**Auszuführende Aufgaben**
1. Schreiben Sie aus dem Lesetext den Abschnitt wortgetreu ab, der mit „Im Pekinger Kempinski-Hotel“ beginnt und bis einschließlich „Zukunft ihres Landes.“ reicht.
2. Führen Sie den Text über Chinas Umgang mit seiner Geschichte im Anschluss an seinen letzten Satz weiter.

**Lesetext**
________
Doch das ist nur eine Seite der Medaille: Neben vielen anderen Problemen, etwa der wachsenden Kluft zwischen Arm und Reich und der massiven Umweltverschmutzung, wird auch immer offenkundiger, wie zerbrechlich die viel beschworene Harmonie zwischen den Volksgruppen ist. Erst im vorigen Jahr kam es zu Unruhen in Tibet, dann brachen im Juli schwere ethnische Konflikte zwischen Uiguren und Han-Chinesen in der Grenzregion Xinjiang aus. Statt über die sozialen und politischen Ursachen nachzudenken und eine offene Debatte mit Vertretern der verschiedenen Volksgruppen über Wege aus der Misere zuzulassen, sucht die KP die Schuldigen im Ausland. Der Dalai Lama und die Exil-Uigurin Rebiya Kadeer seien Marionetten westlicher Mächte und wollten China von seinen Rändern her destabilisieren, erklären chinesische Funktionäre.
Solche Erklärungen leuchten vielen Chinesen ein, denn sie passen zu dem, was sie in ihren Schulbüchern gelesen haben: 150 Jahre lang hätten Europäer, Amerikaner, Russen und Japaner das alte Reich der Mitte mit Kanonen und Opium geschwächt. Erst Mao Tse-tung und seine KP hätten mit ihrem Sieg 1949 der Schmach ein Ende gesetzt. Diese Sicht der Dinge ist bis heute ideologische Herrschaftsgrundlage der KP. Deshalb verbietet sie Bücher, die sich mit dem Versagen der chinesischen Kultur und politischen Traditionen beschäftigen - selbst wenn sie die letzten sechzig Jahre gar nicht berühren. Das erlebte in diesen Tagen auch der chinesische Autor Xiao Jiansheng, dessen Buch "Rückblick auf die chinesische Zivilisation" verboten wurde.
Im Pekinger Kempinski-Hotel hält zwei Tage vor der großen Parade ein 88-jähriger KP-Veteran einen Vortrag vor europäischen und amerikanischen Geschäftsleuten: Sidney Rittenberg, gebürtiger Amerikaner, einer der wenigen Ausländer, die in Chinas Partei aufgenommen wurden. Auch er macht sich Sorgen um die Zukunft. Die Chinesen müssten endlich damit aufhören, sich stets als Opfer ausländischer Machenschaften zu sehen, sagt er. Der alte Du und der alte Rittenberg sind sich einig: Die große Geschichtslüge verhindert die dringend nötige Debatte der Chinesen über die Zukunft ihres Landes.
________
(Einträge im Datensatz)
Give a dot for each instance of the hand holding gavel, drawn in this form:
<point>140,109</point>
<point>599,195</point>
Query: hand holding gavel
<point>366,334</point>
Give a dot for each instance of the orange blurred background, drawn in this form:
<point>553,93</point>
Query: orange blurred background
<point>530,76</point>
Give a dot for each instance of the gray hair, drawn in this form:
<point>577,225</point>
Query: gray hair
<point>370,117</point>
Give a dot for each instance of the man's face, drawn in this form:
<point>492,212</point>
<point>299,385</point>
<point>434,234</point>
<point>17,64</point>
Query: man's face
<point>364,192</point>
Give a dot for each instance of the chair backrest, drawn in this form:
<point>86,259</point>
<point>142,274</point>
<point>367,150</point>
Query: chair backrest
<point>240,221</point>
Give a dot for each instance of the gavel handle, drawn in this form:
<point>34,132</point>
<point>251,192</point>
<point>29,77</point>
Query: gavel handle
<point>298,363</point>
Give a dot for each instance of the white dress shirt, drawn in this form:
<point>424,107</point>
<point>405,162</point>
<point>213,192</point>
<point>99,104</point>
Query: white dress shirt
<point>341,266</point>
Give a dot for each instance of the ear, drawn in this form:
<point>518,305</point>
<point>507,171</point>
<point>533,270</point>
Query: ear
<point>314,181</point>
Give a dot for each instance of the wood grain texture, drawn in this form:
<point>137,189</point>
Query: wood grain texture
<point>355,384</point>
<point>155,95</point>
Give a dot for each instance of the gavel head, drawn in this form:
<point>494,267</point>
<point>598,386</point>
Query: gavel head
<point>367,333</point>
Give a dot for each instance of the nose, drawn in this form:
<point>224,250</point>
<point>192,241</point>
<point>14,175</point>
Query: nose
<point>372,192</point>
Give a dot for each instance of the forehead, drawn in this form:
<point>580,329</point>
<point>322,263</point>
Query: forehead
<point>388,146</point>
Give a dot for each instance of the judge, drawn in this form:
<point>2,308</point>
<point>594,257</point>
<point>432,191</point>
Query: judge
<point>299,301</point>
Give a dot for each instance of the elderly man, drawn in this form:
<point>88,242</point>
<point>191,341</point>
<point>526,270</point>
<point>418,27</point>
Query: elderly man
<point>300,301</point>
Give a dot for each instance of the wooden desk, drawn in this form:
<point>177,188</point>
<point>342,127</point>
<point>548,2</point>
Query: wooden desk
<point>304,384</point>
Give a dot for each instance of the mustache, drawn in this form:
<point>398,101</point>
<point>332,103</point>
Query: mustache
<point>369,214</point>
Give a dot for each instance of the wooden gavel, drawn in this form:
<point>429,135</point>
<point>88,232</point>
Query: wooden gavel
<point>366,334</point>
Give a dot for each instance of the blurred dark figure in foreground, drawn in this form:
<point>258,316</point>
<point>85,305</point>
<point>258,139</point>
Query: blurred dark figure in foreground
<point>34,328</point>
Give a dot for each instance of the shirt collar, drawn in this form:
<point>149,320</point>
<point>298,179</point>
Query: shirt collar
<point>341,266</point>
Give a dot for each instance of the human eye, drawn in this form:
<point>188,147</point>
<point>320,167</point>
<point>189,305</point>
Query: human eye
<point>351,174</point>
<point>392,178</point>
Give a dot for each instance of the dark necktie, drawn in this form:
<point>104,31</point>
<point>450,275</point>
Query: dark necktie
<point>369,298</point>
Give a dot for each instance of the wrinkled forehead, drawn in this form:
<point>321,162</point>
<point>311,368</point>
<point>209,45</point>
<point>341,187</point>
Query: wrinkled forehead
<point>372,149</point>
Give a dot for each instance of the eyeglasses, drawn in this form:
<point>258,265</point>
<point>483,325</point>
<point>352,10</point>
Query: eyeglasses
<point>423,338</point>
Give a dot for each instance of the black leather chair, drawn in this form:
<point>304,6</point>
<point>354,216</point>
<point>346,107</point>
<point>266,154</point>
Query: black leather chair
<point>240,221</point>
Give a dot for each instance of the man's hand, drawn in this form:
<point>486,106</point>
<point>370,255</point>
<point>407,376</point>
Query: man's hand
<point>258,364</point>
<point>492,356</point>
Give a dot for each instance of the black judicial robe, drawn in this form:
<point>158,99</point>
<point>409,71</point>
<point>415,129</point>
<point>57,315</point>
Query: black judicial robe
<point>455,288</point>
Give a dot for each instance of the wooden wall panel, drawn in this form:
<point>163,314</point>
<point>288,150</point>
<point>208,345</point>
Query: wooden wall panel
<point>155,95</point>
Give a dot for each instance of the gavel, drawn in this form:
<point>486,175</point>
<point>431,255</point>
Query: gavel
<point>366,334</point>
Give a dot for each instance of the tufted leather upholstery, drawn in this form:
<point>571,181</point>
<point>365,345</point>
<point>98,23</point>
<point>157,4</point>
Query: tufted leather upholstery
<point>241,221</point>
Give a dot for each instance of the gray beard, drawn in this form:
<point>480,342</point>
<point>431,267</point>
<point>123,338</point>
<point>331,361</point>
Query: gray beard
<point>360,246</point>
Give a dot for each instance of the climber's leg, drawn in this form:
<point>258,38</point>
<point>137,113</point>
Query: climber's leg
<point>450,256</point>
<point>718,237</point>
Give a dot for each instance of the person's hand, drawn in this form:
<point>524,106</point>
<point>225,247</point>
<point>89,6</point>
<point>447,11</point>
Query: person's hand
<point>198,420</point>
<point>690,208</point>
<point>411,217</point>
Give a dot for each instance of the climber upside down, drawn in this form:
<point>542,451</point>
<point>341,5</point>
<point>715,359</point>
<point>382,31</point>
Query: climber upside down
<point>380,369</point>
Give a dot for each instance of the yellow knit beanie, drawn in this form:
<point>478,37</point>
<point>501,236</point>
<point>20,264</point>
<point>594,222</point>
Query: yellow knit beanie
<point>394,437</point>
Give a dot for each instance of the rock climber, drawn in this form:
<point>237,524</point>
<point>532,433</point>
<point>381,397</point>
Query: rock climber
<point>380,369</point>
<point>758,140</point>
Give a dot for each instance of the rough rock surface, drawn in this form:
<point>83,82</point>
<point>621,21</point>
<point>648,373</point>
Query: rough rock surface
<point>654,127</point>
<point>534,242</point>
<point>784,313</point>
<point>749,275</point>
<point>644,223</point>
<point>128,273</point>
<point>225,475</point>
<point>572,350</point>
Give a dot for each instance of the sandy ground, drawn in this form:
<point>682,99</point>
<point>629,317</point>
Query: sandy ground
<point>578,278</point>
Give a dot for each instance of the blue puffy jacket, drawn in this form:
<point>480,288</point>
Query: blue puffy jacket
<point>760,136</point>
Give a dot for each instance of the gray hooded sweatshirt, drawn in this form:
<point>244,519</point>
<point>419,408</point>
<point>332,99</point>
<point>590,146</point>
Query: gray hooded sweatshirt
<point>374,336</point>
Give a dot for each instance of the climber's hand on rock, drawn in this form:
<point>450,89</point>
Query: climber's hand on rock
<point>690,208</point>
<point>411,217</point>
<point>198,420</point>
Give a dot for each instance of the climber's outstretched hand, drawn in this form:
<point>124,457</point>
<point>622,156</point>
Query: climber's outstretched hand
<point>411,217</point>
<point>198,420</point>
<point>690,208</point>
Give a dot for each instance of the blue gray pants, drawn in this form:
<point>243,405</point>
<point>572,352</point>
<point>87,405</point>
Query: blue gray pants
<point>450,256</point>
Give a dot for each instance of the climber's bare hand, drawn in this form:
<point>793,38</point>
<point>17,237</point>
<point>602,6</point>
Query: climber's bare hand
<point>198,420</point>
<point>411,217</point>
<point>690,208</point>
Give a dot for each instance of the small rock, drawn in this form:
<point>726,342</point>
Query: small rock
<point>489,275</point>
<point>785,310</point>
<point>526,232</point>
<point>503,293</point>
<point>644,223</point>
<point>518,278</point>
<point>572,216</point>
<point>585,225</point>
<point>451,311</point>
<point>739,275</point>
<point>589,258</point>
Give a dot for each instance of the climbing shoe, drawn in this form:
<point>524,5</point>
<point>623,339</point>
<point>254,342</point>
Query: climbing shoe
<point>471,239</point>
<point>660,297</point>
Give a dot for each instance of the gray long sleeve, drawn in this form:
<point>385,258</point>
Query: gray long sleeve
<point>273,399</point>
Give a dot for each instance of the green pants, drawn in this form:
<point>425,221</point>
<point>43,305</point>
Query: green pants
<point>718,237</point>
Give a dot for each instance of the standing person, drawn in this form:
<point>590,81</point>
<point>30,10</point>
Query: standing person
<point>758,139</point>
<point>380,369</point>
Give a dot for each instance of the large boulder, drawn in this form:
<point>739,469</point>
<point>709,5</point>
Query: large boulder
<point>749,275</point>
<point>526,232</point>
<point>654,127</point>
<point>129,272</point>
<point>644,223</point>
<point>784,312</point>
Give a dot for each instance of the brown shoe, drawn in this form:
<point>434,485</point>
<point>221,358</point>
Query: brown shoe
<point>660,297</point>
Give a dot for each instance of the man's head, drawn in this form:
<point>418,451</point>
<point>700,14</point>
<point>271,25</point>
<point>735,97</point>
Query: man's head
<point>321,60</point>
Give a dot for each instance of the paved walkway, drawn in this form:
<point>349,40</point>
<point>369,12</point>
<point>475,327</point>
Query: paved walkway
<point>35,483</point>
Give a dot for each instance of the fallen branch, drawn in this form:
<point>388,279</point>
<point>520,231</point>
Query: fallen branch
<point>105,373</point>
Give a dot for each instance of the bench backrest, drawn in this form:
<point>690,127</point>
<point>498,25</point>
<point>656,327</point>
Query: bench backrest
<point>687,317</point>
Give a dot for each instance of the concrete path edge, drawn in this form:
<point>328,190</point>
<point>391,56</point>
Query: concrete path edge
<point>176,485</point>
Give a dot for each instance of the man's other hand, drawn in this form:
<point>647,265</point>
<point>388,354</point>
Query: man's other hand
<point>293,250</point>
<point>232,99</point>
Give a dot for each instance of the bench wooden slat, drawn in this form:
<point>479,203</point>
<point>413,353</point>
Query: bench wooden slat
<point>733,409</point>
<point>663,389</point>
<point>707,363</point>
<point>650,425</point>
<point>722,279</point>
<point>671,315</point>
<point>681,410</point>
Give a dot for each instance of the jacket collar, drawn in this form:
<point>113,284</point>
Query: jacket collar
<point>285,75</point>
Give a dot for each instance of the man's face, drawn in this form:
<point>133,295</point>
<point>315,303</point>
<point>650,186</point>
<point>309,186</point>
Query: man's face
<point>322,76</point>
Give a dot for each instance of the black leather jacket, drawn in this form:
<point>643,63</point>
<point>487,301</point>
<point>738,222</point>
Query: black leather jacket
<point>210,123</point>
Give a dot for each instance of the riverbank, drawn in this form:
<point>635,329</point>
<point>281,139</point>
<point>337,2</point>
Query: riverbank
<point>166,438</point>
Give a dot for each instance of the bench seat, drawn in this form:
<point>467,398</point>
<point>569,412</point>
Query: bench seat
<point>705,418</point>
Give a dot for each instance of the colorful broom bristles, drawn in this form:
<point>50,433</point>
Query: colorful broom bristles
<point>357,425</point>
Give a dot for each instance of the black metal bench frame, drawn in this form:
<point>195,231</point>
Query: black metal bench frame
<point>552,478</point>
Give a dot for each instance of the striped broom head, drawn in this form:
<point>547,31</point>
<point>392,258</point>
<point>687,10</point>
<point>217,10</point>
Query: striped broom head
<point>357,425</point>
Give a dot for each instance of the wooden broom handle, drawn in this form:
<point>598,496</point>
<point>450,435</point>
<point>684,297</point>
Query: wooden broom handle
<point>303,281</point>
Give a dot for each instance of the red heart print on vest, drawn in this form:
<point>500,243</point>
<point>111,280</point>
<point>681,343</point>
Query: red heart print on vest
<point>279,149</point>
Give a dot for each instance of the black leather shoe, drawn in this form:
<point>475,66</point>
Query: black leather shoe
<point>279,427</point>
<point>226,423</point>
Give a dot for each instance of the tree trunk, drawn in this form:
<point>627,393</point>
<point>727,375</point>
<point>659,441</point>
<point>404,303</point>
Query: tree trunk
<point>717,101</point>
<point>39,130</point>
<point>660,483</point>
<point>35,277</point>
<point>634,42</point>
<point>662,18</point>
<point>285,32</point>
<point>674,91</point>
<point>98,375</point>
________
**Antworten je Aufgabe**
1.
Im Pekinger Kempinski-Hotel hält zwei Tage vor der großen Parade ein 88-jähriger KP-Veteran einen Vortrag vor europäischen und amerikanischen Geschäftsleuten: Sidney Rittenberg, gebürtiger Amerikaner, einer der wenigen Ausländer, die in Chinas Partei aufgenommen wurden. Auch er macht sich Sorgen um die Zukunft. Die Chinesen müssten endlich damit aufhören, sich stets als Opfer ausländischer Machenschaften zu sehen, sagt er. Der alte Du und der alte Rittenberg sind sich einig: Die große Geschichtslüge verhindert die dringend nötige Debatte der Chinesen über die Zukunft ihres Landes.

2.
Wie viele Chinesen ihre Ansicht teilen, ist schwer zu sagen - über solche heiklen Themen darf es keine Umfragen geben. Nur so viel scheint klar: In der KP ist die Meinung gespalten. An der Macht bleiben jene, die solche Debatten auf unbestimmte Zeit vertagen wollen. Die gestrige Parade im Herzen von Peking zeigte, welche Vision KP-Chef Hu Jintao und die Männer im Zentrum der Partei dem Volk bieten wollen: des Glücks durch nationale Stärke. Die KP spricht von einer "Erneuerung des Vaterlands" und demonstriert mit einer perfekten Inszenierung, wie "stark sein" ihrer Ansicht nach aussieht.
Gleichzeitig hat sie so viel Angst vor Protesten aus der eigenen Bevölkerung, dass nur eine kleine Zahl ausgewählter Bürger an den Feiern teilnehmen darf. Die Straßen wurden weiträumig abgesperrt, Anwohner durften nicht mal aus dem Fenster auf die Parade schauen, sondern wurden aufgefordert, sich vor den Fernseher zu setzen. Viele Chinesen - nicht "nur" Uiguren und Tibeter - denken daher wie der Schriftsteller Liao Yiwu: "Sollen sie feiern. Das alles hat mit mir nichts zu tun."